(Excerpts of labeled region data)
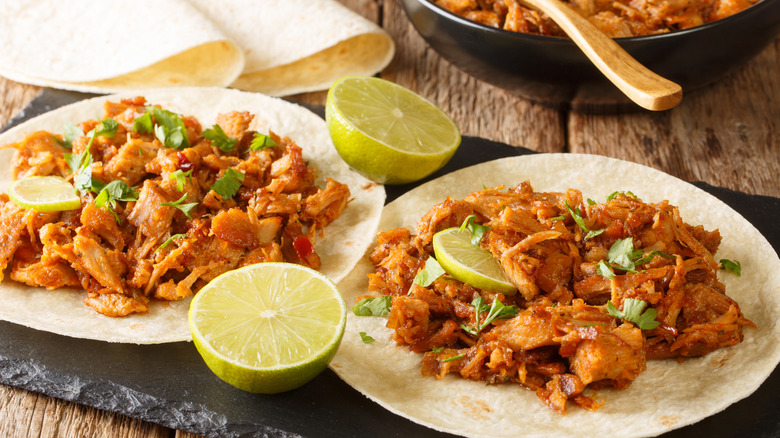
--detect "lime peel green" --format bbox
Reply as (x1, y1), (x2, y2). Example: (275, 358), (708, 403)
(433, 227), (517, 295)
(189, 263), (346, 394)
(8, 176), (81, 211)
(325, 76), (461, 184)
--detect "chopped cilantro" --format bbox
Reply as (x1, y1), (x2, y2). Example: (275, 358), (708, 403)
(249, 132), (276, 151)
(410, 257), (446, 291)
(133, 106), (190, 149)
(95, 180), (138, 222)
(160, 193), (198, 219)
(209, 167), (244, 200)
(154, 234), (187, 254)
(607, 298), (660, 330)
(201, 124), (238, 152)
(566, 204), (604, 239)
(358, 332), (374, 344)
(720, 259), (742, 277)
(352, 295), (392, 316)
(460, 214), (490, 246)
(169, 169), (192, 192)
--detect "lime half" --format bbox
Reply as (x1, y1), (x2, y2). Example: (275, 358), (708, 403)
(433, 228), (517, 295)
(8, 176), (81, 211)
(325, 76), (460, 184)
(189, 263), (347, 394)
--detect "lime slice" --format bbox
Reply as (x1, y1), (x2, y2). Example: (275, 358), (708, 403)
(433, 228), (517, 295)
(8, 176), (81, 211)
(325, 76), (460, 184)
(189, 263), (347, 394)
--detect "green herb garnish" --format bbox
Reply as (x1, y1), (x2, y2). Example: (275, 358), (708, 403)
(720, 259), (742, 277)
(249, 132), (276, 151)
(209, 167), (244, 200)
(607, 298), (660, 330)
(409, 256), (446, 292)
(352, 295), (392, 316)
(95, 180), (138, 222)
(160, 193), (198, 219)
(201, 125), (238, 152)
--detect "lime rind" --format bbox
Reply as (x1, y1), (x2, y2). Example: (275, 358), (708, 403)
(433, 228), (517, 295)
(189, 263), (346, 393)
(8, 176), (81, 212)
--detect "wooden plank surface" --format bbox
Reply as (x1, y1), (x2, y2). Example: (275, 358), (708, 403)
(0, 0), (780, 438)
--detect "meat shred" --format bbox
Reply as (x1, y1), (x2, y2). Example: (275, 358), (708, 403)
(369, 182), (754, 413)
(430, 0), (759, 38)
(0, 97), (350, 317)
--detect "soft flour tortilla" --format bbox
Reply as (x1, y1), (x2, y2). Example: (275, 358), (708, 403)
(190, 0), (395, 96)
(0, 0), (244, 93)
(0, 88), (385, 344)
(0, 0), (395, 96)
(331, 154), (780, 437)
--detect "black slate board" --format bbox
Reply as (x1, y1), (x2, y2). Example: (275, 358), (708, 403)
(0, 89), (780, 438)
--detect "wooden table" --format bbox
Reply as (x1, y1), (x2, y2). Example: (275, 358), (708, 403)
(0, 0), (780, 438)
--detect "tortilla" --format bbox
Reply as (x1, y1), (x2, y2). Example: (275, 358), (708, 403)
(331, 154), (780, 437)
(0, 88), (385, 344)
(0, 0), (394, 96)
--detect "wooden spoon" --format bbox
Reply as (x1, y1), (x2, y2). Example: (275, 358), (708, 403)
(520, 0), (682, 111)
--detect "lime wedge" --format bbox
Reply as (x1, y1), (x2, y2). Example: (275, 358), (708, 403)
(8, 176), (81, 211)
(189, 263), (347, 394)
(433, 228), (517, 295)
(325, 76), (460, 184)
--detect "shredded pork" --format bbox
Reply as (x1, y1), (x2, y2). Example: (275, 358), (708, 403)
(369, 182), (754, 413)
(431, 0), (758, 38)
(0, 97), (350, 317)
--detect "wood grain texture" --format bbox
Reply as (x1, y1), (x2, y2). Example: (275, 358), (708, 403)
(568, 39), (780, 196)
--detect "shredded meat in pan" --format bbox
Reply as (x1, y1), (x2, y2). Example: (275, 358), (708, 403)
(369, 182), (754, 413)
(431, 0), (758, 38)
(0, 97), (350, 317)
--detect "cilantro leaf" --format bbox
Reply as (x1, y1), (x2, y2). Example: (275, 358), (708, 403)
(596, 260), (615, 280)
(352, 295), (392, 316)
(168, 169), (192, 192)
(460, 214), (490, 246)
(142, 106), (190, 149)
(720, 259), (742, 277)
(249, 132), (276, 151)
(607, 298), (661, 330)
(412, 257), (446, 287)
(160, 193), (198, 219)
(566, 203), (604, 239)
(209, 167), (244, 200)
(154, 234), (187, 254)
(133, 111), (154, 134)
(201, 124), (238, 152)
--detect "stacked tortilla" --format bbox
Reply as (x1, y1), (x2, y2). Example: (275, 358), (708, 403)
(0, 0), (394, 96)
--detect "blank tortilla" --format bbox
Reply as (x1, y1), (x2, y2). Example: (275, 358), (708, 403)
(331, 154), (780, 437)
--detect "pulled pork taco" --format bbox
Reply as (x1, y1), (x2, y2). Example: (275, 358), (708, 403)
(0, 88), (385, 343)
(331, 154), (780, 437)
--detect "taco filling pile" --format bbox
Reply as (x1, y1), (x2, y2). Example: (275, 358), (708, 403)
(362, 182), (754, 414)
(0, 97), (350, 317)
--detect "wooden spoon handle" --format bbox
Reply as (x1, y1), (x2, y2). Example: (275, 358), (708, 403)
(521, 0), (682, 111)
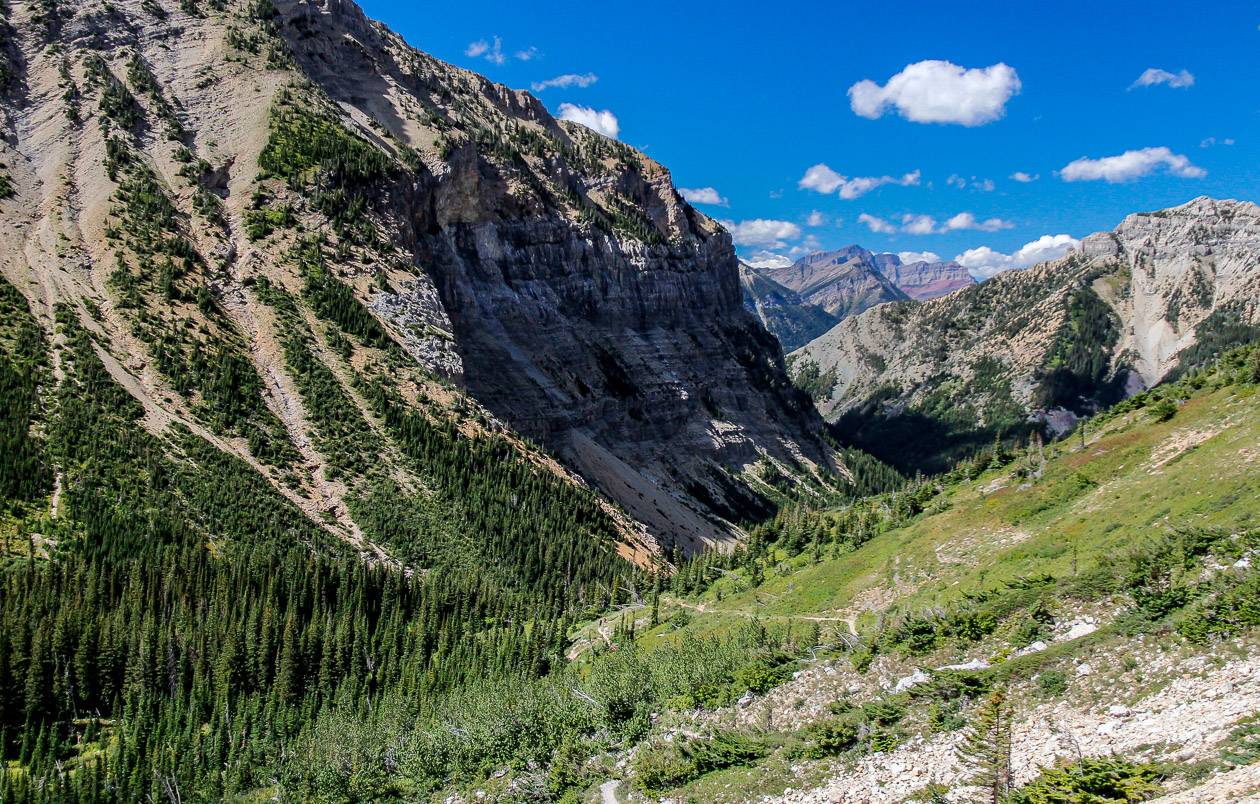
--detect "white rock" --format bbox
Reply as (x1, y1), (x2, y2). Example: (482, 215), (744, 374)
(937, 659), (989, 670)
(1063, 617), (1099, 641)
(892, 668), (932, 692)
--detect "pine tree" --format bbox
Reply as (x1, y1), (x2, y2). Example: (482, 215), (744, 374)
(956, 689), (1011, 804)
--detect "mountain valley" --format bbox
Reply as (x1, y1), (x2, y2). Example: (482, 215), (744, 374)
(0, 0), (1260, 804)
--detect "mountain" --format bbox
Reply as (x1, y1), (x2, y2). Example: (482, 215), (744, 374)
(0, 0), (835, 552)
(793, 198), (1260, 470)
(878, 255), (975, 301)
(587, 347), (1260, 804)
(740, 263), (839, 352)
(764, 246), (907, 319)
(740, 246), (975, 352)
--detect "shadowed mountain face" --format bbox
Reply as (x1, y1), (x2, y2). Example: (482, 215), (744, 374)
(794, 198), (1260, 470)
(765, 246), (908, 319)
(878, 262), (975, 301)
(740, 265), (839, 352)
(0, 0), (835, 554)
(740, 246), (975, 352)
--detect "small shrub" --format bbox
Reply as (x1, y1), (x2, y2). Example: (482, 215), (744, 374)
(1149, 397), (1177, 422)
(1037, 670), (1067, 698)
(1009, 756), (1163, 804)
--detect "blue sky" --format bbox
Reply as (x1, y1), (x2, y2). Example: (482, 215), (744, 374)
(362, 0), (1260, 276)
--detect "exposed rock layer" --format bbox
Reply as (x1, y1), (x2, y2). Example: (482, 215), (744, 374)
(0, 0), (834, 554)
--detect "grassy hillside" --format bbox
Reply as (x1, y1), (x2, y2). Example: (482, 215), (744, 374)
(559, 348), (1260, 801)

#### [Stated task]
Write out the items above line for line, without any changes, and leave the pictures out of your answer.

#### [Solution]
--detect "lime peel green" --format bbox
Reply as (x1, y1), (x2, y2). Example: (275, 358), (708, 403)
(433, 227), (517, 295)
(189, 263), (346, 394)
(8, 176), (81, 211)
(325, 76), (461, 184)
--detect "chopped cilantro" --format bbox
Reply as (x1, y1), (x2, y2). Example: (275, 358), (708, 403)
(249, 132), (276, 151)
(410, 257), (446, 291)
(133, 106), (190, 149)
(95, 180), (138, 222)
(160, 193), (198, 219)
(209, 167), (244, 200)
(154, 234), (187, 254)
(607, 298), (660, 330)
(201, 124), (238, 152)
(566, 204), (604, 239)
(358, 332), (374, 344)
(720, 259), (742, 277)
(352, 295), (392, 316)
(460, 214), (490, 246)
(169, 169), (192, 192)
--detect "lime half" --format bbox
Reply as (x1, y1), (x2, y2). Example: (275, 358), (708, 403)
(433, 228), (517, 295)
(8, 176), (81, 211)
(325, 76), (460, 184)
(189, 263), (347, 394)
--detect "lime slice" --format bbox
Reply as (x1, y1), (x2, y2). Example: (275, 358), (708, 403)
(433, 228), (517, 295)
(8, 176), (81, 211)
(325, 76), (460, 184)
(189, 263), (347, 394)
--detect "green herb garnish" --format bbox
Reply as (x1, y1), (x2, y2). Example: (275, 358), (708, 403)
(720, 259), (742, 277)
(249, 132), (276, 151)
(209, 167), (244, 200)
(607, 298), (660, 330)
(409, 256), (446, 292)
(352, 295), (392, 316)
(95, 180), (138, 222)
(160, 193), (198, 219)
(201, 125), (238, 152)
--detect "lime rind" --format bbox
Reply as (x1, y1), (x2, y2). Example: (275, 358), (708, 403)
(433, 228), (517, 295)
(189, 263), (346, 393)
(8, 176), (81, 212)
--detect "wooden plank surface" --format bbox
Reply as (x1, y1), (x2, y2). Example: (275, 358), (708, 403)
(0, 0), (780, 438)
--detect "meat shred" --format bbox
Reply as (x1, y1), (x2, y2). Example: (275, 358), (708, 403)
(369, 182), (754, 413)
(430, 0), (759, 38)
(0, 97), (350, 317)
--detect "soft flour tortilla" --format bbox
Reply as (x1, y1), (x2, y2). Example: (275, 358), (708, 403)
(190, 0), (395, 96)
(0, 0), (244, 93)
(0, 88), (385, 344)
(0, 0), (395, 96)
(331, 154), (780, 437)
--detect "black slate board" --format bbox
Reply as (x1, y1), (x2, y2). Example: (275, 358), (708, 403)
(0, 89), (780, 438)
--detect "wooden table" --format bbox
Reply as (x1, y1), (x2, y2). Example: (275, 358), (708, 403)
(0, 0), (780, 438)
--detect "tortilla" --format bbox
Reply as (x1, y1), (x2, y2). Example: (275, 358), (708, 403)
(331, 154), (780, 437)
(0, 88), (385, 344)
(0, 0), (394, 96)
--detect "wooden spoon" --format bbox
Reply as (x1, y1), (x2, y2). Example: (275, 358), (708, 403)
(520, 0), (682, 111)
--detect "lime wedge" --format bbox
Reply as (x1, y1), (x2, y2). Example: (275, 358), (708, 403)
(8, 176), (81, 211)
(189, 263), (347, 394)
(433, 228), (517, 295)
(325, 76), (460, 184)
--detect "shredded pork" --format bbox
Reply as (x1, y1), (x2, y2). Example: (275, 358), (708, 403)
(369, 182), (754, 413)
(431, 0), (758, 38)
(0, 97), (350, 317)
--detect "wood grain texture" --format bbox
Reply as (x1, y1), (x2, y2). Example: (275, 358), (708, 403)
(568, 39), (780, 196)
--detect "shredded meat in pan" --format bbox
Reply as (x1, y1), (x2, y2). Example: (275, 358), (708, 403)
(369, 182), (754, 413)
(431, 0), (758, 38)
(0, 97), (350, 317)
--detect "cilantro leaf" --format bbox
Reply as (x1, y1), (x2, y2). Example: (275, 358), (708, 403)
(596, 260), (615, 280)
(352, 295), (392, 316)
(168, 169), (192, 192)
(460, 214), (490, 246)
(142, 106), (190, 149)
(720, 259), (742, 277)
(249, 132), (276, 151)
(607, 298), (661, 330)
(412, 257), (446, 287)
(160, 193), (198, 219)
(566, 203), (604, 239)
(209, 167), (244, 200)
(154, 234), (187, 254)
(133, 111), (154, 134)
(201, 124), (238, 152)
--detect "stacked tortilla" --format bbox
Reply as (x1, y1), (x2, y2). Example: (275, 358), (708, 403)
(0, 0), (394, 96)
--detect "blank tortilla" --format bbox
Reply as (x1, y1), (x2, y2). Example: (275, 358), (708, 403)
(331, 154), (780, 437)
--detect "pulled pork taco" --format bbox
Reply as (x1, y1), (x2, y2). Example: (275, 358), (708, 403)
(0, 88), (385, 343)
(331, 154), (780, 437)
--detect "taco filling pile" --format bbox
Reply as (x1, y1), (x2, y2). Example: (275, 358), (708, 403)
(362, 182), (754, 414)
(0, 97), (350, 317)
--detect "wooden spoon handle" --format bbox
Reply as (x1, y1), (x2, y2). Example: (275, 358), (708, 403)
(521, 0), (682, 111)
--detect "white rock" --format bbox
Reply as (x1, y1), (x2, y2). Example: (482, 215), (744, 374)
(937, 659), (989, 670)
(1063, 617), (1099, 641)
(892, 668), (932, 692)
--detect "pine tree" --format bbox
Reply as (x1, y1), (x2, y2). Example: (482, 215), (744, 374)
(956, 689), (1011, 804)
--detect "mountain valley" --format bbox
Reply as (x1, y1), (x2, y2). Example: (482, 215), (744, 374)
(0, 0), (1260, 804)
--detect "mountain" --format bbox
Reply as (x1, y1), (x2, y2). Example: (482, 215), (744, 374)
(0, 0), (835, 552)
(793, 198), (1260, 470)
(878, 255), (975, 301)
(587, 347), (1260, 804)
(740, 263), (839, 352)
(764, 246), (907, 319)
(740, 246), (975, 352)
--detect "shadowed mountain face" --format bbox
Reply as (x1, y1), (x2, y2). Example: (482, 215), (744, 374)
(794, 198), (1260, 470)
(765, 246), (908, 319)
(878, 262), (975, 301)
(740, 265), (839, 352)
(0, 0), (835, 554)
(740, 246), (975, 352)
--detect "small shrub" --format bbox
Reply as (x1, y1), (x2, y2). Example: (482, 215), (744, 374)
(1149, 397), (1177, 422)
(1037, 670), (1067, 698)
(1009, 756), (1163, 804)
--detect "blue sky" --format bbox
Reply as (x1, y1), (x2, y2). Example: (482, 215), (744, 374)
(362, 0), (1260, 276)
--detect "exposed rock layer" --format bbox
Reply as (x1, y1), (x2, y2). Example: (482, 215), (744, 374)
(0, 0), (834, 554)
--detect "grassy hillside" --format bbox
Reply as (x1, y1), (x2, y2). Example: (482, 215), (744, 374)
(559, 348), (1260, 801)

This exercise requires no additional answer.